Copy the listing below word for word, starting at its first line and ending at the line that contains "[[126, 133]]".
[start of Input]
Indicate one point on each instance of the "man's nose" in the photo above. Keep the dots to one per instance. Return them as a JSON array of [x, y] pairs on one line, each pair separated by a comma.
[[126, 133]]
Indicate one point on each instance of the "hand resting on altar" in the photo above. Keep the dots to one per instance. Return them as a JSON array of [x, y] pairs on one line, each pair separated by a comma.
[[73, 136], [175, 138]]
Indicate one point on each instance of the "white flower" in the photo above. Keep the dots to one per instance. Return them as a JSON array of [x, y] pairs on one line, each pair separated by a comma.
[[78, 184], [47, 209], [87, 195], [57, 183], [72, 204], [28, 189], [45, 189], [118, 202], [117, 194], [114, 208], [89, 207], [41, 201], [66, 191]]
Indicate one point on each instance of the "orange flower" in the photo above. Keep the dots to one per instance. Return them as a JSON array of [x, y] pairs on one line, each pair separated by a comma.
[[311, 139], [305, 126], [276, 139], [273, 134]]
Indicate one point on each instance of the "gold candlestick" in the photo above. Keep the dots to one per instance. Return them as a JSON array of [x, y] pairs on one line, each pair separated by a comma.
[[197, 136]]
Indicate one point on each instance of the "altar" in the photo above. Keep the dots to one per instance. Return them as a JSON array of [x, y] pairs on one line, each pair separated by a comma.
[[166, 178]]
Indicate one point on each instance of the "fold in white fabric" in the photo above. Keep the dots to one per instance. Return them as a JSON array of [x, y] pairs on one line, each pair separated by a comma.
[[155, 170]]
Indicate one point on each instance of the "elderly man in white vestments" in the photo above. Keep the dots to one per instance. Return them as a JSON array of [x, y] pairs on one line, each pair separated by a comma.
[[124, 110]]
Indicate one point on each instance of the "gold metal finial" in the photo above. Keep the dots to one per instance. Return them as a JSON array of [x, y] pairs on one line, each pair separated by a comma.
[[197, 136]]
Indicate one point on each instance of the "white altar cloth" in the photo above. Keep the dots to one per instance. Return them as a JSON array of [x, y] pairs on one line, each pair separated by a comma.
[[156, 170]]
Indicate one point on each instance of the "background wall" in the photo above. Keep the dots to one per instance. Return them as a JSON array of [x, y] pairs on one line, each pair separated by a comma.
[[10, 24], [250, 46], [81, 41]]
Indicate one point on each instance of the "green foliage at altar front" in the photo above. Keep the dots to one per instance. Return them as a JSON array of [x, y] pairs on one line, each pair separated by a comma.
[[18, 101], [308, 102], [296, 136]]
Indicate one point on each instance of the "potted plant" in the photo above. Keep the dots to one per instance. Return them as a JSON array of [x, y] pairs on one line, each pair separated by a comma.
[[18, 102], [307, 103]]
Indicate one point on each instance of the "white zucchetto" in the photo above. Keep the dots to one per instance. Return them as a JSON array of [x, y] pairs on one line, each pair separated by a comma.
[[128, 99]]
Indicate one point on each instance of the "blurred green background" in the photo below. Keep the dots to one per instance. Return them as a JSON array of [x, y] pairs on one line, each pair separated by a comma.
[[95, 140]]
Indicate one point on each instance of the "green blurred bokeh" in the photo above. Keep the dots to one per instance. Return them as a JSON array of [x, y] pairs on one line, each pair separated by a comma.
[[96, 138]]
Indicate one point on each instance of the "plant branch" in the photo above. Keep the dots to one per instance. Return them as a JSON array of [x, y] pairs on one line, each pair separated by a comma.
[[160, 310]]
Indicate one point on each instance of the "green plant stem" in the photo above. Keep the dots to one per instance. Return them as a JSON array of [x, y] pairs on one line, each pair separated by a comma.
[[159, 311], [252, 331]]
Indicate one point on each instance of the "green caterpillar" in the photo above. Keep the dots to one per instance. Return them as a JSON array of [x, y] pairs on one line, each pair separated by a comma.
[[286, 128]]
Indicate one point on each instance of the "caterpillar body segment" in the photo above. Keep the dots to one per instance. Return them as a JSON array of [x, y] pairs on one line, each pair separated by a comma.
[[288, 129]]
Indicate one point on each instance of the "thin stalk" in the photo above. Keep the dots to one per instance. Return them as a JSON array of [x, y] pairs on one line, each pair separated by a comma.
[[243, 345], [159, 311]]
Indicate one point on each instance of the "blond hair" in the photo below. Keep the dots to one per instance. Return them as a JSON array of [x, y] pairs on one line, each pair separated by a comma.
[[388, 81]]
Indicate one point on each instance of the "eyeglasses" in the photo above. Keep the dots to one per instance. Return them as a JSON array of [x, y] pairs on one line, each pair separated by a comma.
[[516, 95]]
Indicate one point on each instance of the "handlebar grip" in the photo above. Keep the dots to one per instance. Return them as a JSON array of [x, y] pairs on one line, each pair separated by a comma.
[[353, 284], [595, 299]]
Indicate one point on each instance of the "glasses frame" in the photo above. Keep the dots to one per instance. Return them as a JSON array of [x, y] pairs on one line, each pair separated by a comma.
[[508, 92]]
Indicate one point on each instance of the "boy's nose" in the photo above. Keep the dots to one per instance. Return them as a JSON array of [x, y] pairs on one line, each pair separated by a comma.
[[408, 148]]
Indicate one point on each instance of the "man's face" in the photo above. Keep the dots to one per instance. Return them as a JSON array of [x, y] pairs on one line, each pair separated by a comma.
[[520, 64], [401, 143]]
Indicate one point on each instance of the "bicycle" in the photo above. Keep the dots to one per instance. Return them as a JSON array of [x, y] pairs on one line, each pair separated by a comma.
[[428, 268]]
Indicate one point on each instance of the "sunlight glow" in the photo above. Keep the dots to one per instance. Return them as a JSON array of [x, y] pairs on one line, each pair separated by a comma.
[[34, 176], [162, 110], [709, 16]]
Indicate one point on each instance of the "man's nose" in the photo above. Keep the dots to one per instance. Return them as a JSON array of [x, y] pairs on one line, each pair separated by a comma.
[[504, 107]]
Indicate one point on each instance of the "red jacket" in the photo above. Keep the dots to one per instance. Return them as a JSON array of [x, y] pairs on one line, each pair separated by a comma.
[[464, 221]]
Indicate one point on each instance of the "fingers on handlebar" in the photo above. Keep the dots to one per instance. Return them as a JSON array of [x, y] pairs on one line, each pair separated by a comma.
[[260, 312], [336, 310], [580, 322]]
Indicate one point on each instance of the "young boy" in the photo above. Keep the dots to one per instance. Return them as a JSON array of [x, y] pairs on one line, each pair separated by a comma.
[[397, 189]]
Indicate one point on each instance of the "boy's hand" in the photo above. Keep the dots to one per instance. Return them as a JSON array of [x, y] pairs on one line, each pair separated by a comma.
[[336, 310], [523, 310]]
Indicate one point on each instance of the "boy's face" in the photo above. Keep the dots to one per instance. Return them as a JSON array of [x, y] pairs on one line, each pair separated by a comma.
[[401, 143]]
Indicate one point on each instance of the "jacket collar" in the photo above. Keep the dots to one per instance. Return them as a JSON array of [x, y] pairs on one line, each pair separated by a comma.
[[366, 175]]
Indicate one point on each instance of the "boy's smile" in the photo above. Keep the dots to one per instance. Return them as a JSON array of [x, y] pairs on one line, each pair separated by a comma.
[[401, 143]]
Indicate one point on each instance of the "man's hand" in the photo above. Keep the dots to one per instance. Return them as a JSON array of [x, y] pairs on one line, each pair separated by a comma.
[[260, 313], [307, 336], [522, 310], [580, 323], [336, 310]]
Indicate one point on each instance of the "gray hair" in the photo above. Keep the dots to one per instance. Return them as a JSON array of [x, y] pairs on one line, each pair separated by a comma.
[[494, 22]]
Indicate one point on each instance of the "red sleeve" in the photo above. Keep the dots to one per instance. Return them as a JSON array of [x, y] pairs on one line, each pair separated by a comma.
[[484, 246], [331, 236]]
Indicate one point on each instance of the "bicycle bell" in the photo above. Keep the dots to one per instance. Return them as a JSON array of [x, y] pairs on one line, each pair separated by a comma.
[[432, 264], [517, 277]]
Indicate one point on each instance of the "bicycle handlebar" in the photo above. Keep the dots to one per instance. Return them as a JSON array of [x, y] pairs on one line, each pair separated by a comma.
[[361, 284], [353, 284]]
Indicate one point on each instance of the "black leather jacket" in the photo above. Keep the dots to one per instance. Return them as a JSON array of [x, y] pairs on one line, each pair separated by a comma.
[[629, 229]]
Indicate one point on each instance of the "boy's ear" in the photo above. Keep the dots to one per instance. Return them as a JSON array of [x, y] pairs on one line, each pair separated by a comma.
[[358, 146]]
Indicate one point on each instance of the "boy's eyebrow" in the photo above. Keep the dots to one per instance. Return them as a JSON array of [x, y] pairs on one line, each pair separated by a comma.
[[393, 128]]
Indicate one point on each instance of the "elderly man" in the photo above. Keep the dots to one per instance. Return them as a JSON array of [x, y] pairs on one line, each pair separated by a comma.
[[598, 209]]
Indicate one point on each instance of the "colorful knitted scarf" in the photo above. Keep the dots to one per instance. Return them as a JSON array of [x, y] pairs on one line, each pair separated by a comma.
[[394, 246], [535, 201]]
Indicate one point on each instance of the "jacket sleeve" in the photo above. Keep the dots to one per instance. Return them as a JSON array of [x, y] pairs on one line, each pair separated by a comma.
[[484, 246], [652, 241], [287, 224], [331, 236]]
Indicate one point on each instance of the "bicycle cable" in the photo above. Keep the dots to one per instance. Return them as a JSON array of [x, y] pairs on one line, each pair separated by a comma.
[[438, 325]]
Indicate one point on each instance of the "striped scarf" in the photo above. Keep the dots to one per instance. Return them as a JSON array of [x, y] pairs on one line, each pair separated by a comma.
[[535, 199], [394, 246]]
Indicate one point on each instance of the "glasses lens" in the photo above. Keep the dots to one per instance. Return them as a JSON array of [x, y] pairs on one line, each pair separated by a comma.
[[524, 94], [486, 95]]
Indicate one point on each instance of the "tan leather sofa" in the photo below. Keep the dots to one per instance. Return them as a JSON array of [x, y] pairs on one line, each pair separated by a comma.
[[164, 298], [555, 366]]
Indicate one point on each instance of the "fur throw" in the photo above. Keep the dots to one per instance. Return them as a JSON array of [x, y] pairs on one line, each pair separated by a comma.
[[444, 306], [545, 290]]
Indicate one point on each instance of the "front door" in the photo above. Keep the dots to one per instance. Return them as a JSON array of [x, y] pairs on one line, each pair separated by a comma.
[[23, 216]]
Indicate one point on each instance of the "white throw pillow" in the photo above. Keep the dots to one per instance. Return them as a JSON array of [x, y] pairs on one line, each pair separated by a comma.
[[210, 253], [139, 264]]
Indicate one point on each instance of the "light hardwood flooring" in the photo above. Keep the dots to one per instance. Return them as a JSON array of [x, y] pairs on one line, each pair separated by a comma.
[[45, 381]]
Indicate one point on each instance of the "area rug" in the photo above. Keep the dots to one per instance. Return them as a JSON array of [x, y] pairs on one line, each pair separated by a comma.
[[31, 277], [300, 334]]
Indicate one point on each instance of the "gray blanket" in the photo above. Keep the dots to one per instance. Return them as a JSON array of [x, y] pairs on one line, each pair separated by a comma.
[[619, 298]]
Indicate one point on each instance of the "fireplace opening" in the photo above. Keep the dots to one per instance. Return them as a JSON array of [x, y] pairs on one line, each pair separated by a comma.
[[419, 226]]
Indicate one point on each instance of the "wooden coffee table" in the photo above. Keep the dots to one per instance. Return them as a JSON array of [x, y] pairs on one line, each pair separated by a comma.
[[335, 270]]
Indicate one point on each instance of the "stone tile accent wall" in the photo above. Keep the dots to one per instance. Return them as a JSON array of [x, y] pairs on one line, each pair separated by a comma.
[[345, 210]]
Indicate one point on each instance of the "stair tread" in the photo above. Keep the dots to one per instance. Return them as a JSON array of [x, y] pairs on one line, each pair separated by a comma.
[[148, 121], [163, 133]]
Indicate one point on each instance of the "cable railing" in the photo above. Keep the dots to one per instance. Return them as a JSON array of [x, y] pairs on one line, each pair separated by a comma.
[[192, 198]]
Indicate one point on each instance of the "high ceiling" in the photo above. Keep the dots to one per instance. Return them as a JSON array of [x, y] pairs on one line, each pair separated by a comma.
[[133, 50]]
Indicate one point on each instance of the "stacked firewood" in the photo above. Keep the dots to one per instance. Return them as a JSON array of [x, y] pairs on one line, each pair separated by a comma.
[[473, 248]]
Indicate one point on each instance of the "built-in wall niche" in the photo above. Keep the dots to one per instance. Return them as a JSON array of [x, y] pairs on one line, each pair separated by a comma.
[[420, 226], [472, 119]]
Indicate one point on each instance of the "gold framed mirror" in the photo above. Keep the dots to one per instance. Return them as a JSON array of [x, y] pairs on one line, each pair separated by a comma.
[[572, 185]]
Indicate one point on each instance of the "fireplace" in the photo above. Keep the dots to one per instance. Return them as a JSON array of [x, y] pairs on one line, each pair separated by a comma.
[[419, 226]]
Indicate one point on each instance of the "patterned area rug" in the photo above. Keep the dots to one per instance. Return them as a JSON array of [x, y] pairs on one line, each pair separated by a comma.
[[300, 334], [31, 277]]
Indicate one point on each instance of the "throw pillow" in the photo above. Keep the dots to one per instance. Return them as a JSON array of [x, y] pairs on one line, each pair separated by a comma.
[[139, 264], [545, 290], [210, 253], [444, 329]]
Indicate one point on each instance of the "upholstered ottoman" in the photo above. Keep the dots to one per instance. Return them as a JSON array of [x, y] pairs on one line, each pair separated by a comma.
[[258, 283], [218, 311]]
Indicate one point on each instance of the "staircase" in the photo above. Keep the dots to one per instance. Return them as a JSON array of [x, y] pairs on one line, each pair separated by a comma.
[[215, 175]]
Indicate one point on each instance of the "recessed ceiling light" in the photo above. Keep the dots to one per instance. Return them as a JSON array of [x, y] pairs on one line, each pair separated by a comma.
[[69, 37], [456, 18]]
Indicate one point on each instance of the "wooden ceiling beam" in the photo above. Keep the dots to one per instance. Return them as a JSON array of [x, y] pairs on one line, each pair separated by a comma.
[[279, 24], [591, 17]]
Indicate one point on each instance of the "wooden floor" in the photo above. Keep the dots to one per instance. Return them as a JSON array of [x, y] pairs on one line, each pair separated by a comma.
[end of Input]
[Answer for the task]
Indicate one point on each instance of the "man's nose" in the photo above. Keep the dots to one per instance. Return them as a JSON array of [x, y] pairs on one line, each pair separated by a comma.
[[126, 133]]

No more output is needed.